Top of Dataset records

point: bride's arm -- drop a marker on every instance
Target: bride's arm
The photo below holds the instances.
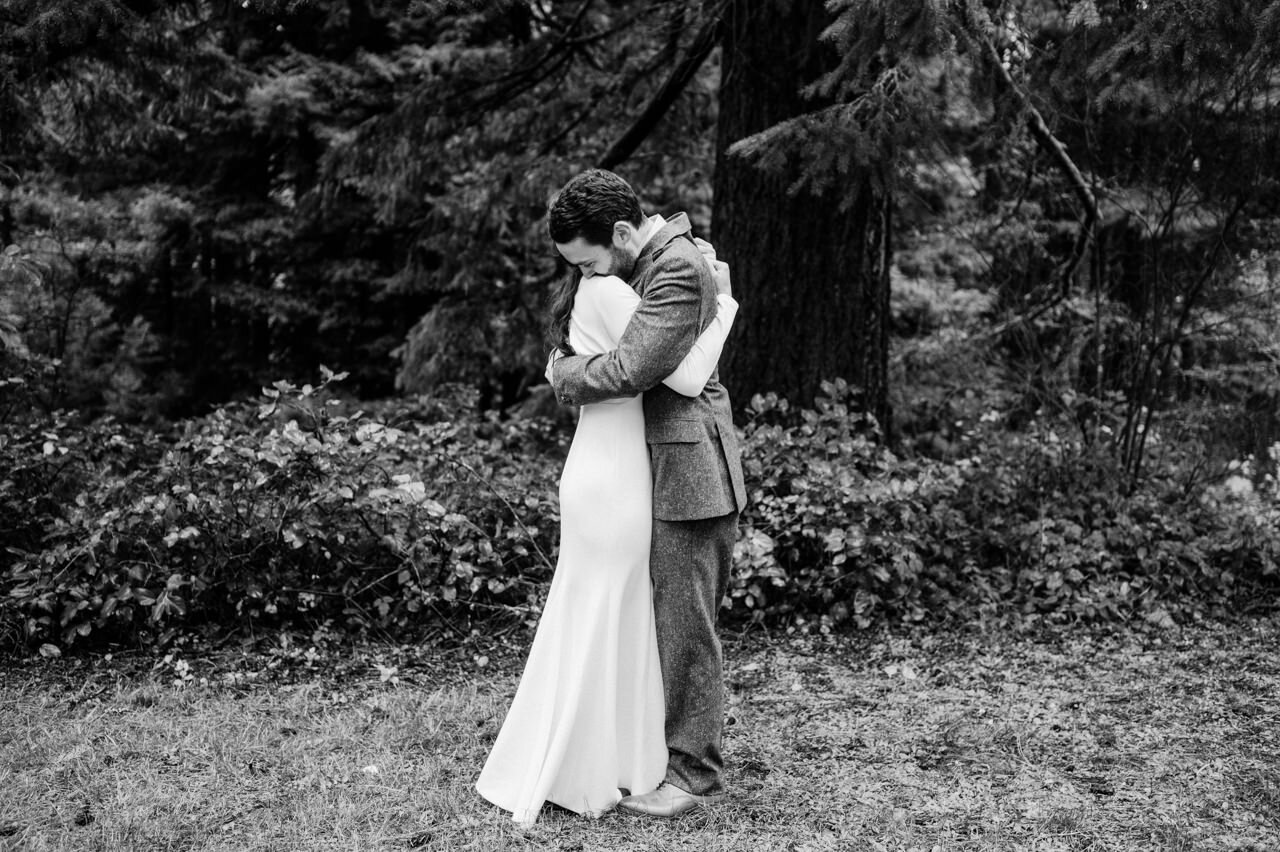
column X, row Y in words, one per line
column 691, row 375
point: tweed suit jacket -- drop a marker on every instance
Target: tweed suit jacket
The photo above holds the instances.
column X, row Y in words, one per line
column 693, row 445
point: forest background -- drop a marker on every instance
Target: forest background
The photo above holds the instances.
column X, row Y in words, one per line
column 274, row 274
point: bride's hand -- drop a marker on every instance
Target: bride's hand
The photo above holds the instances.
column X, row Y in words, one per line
column 720, row 269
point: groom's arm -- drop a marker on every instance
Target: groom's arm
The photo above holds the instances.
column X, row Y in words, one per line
column 659, row 335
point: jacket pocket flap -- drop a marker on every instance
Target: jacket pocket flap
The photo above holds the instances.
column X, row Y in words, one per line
column 673, row 431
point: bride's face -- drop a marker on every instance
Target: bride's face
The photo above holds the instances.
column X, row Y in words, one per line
column 598, row 260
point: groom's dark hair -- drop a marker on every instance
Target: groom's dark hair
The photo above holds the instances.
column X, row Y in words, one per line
column 589, row 205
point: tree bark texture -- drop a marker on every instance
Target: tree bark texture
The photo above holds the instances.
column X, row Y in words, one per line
column 812, row 275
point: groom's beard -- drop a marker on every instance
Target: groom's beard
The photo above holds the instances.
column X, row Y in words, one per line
column 622, row 262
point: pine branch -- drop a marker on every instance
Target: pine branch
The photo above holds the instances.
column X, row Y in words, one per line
column 1056, row 151
column 662, row 101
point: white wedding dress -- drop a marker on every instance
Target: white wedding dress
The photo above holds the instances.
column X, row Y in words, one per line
column 588, row 715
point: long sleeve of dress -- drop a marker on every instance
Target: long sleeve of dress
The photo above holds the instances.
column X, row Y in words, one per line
column 618, row 302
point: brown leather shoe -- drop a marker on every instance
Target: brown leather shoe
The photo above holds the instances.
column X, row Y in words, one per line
column 667, row 801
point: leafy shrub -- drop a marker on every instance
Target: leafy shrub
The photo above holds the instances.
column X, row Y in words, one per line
column 1029, row 523
column 323, row 514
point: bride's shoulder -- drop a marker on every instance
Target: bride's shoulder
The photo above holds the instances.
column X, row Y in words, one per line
column 608, row 287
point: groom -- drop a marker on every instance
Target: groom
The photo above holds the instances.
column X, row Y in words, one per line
column 597, row 225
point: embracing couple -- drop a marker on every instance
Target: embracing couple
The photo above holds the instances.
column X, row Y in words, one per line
column 621, row 701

Bottom of Dataset records

Problem requirements ->
An exact copy of the data is required, with the pictures excluded.

Answer to the exercise ->
point: bride's arm -- drop a marker on every instance
Target: bride's arm
The photo below holds the instances.
column X, row Y in words, one per line
column 691, row 375
point: tweed suit jacket -- drop a marker on every instance
Target: tweed suit jacket
The photo above holds the instances.
column X, row Y in words, one per line
column 693, row 445
point: forest background -- drop a marker on every instance
Target: forest background
The photo above holds the instances.
column X, row Y in words, one per line
column 274, row 274
point: bride's hand -- drop a marker on every instance
Target: bride's hand
The photo above holds the instances.
column X, row Y in words, one per line
column 720, row 269
point: groom's arm -- drop a marker on every instance
Target: groom's arm
The photo above holds the instances.
column X, row Y in words, one per line
column 659, row 335
point: jacket pocket flap -- drop a marker on every instance
Target: jacket pocket flap
The photo above holds the instances.
column X, row Y in words, one per line
column 673, row 431
point: bride's face -- drop a marker on every instance
Target: bride's face
The photo above holds the instances.
column X, row Y in words, one per line
column 598, row 260
point: groom's dark hair -- drop a marker on every instance
Target: groom's dark hair
The photo above holds the instances.
column X, row Y in words, one per line
column 589, row 205
point: tree bark texture -- drop a marker on every instance
Target: tree bark texture
The photo above holds the instances.
column X, row Y in words, one per line
column 812, row 275
point: groom's beard -- drop a marker on every instance
Target: groom's beard
The photo above holds the instances.
column X, row Y in words, one per line
column 622, row 262
point: pine branch -- drop a marker on every instance
Target: pine branch
The photo above holds the instances.
column X, row Y in words, one per line
column 1056, row 151
column 662, row 101
point: white wedding dress -- drop a marker on every instance
Target: white wedding dress
The photo above holds the instances.
column X, row Y in words, one per line
column 588, row 715
point: long sleeve of dress -- drop a marker on every instance
Target: long sleeve of dress
The photo above holds the instances.
column X, row Y in words, one per line
column 618, row 302
point: brown leather shoe -- drop a marker on every instance
Target: brown leather shoe
The photo above holds the instances.
column X, row Y in words, one per line
column 667, row 801
point: leafy shrub -- drop a marker on every instance
Target: leafy shrub
The photo above holds the instances.
column X, row Y in words, one per line
column 1029, row 523
column 323, row 514
point: bride's shoulder -- drop a marker on every instance
Target: bride's shoulder
The photo above holds the instances.
column X, row Y in words, one per line
column 608, row 287
point: groom -- drop a marker on every instance
Target: groom
The photo above holds the instances.
column X, row Y in words, one per line
column 597, row 225
point: embracing couple -- drop a marker on every instance
Target: embracing couple
The photo above holds the instances.
column X, row Y in words, one per line
column 621, row 701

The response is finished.